Task 1> According to the post below, what kind of images intrigued the writer in early work about ten years ago?
Task 2> Please output the post's text from "Over time, I" to "ten years work.".

Excerpted passage>

[-empyre-] open imaging: Tina Gonsalves
tina gonsalves
tina at tinagonsalves.com
Wed Sep 17 12:30:27 EST 2008
> I'd like to know more how as artists you get inspired more or less
> by certain forms of imaging. How it informs you creativity in details.
In early work, about ten years ago, I was intrigued with the power of
diagnostic images. These images produce hope in the seer, or the
spectre of death. The potent act of reading these images was catalytic
to an artistic investigation of ‘emotional’ semiotics of diagnostic
imaging. I was interested in the emotional repercussions for the
patient allowed to witness their own body interior and pathological
markings. I wanted to emulate the feeling of vulnerability, fear and
hope that might result in the patient with such an insight into their
insides, and disease or trauma. I experimented with various techniques
that set out to emulate (and at times intensified) the feeling of
vulnerability which might emerge from or be kept submerged within the
patient: I also explored differing ways this feeling could be
transmitted to an audience I would reconstruct the image, to imbue
them with the emotion I would imagine that the patient might be feeling.
Also, the thought of medical institutions fragmenting the body,
obscuring or ignoring some bodily features in order to make others
more apparent, lead me to contemplate some bizarre re-interpretations
of the diagnostic image and the human figure. This also lead to an
investigation of the paradigms of power within the medical profession,
about how an image is read, who who has the expertise, the power
dynamics involved in this, who makes the choices of how it looks.
Over time, I attempted to engage with medical practitioners,
discussing the work with them, and asking how the creative
appropriation medical visualization techniques may throw unexpected
light on their clinical uses. In the end, they were diagnostic images
that were obscured in some way. Really, so what? Interestingly, some
of those doctors became collaborators in the next stages of this
investigation. I realized that I wanted to create the diagnostic
devices themselves, diagnostic devices that analysed emotion,
vulnerability and all that the diagnostic machines used in medical
institutions left out. This lead to psycho-physiologically responsive
installations and the last ten years work.

Referring expression records:
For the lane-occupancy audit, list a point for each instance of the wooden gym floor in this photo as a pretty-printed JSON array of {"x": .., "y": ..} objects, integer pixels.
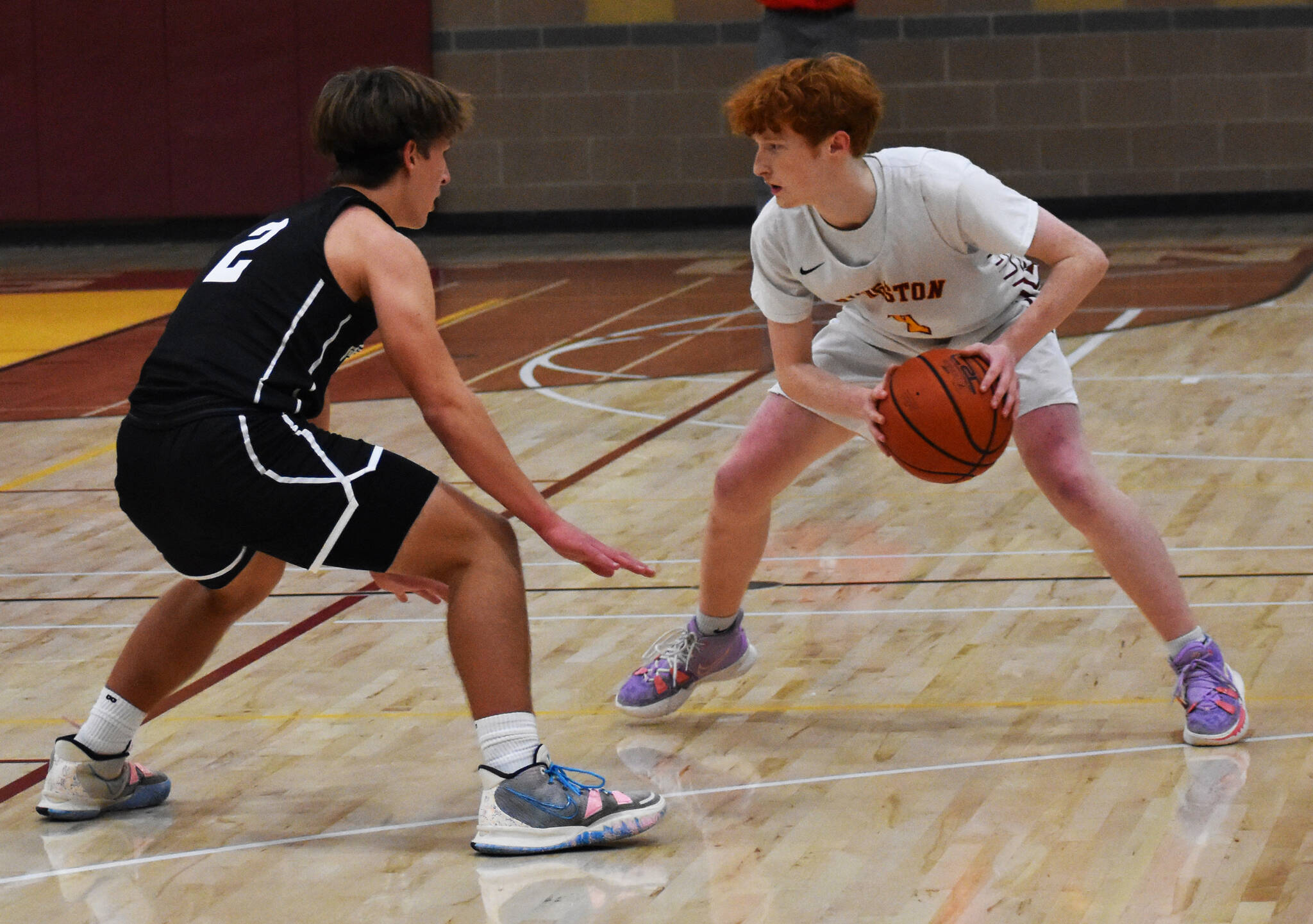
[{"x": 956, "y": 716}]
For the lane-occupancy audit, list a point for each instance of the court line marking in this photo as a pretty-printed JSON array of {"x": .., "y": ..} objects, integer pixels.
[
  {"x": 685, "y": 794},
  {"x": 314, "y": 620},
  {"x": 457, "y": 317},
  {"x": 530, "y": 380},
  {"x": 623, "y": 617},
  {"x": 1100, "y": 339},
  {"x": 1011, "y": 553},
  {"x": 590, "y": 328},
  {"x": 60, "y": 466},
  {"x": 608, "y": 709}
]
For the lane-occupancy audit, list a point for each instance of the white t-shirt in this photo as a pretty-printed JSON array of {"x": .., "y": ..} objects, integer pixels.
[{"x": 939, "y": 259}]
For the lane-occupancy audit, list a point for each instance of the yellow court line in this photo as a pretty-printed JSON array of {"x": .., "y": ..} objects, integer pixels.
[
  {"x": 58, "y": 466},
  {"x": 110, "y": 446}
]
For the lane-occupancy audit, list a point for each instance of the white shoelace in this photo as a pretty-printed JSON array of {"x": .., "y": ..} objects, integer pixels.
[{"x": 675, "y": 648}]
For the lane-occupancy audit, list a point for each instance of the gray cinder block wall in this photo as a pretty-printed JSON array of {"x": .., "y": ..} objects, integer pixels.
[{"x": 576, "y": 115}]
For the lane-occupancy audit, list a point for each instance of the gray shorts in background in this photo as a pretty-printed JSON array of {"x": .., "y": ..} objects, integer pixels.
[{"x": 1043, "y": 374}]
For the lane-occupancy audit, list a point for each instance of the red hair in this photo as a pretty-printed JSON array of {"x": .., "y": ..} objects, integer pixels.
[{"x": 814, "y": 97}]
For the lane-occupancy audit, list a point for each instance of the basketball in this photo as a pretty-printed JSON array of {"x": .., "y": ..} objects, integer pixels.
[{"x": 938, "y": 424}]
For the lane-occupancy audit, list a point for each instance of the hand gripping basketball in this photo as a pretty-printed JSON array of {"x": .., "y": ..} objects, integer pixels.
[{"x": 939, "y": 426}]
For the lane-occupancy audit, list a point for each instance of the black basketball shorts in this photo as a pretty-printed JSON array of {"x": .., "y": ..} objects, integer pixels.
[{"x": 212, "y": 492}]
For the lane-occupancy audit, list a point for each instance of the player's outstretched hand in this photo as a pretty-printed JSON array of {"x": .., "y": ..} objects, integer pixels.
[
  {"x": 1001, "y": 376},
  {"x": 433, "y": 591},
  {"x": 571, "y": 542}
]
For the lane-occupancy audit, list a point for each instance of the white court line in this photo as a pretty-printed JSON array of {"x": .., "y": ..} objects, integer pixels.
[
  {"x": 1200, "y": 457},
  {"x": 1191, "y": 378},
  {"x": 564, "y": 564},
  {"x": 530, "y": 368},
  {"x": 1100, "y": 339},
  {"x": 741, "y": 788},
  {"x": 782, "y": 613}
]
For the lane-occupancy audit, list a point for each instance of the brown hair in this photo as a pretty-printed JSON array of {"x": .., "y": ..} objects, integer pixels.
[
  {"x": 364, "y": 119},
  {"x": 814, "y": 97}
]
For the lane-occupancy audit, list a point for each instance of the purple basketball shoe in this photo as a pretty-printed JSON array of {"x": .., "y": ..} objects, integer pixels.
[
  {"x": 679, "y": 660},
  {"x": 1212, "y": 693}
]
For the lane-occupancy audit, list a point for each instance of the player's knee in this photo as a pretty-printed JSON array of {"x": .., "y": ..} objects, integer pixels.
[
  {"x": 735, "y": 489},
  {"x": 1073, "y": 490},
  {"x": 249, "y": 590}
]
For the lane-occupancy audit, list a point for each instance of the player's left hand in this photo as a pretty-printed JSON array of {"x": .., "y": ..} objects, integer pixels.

Written response 1> Diagnostic images.

Written response 2>
Over time, I attempted to engage with medical practitioners,
discussing the work with them, and asking how the creative
appropriation medical visualization techniques may throw unexpected
light on their clinical uses. In the end, they were diagnostic images
that were obscured in some way. Really, so what? Interestingly, some
of those doctors became collaborators in the next stages of this
investigation. I realized that I wanted to create the diagnostic
devices themselves, diagnostic devices that analysed emotion,
vulnerability and all that the diagnostic machines used in medical
institutions left out. This lead to psycho-physiologically responsive
installations and the last ten years work.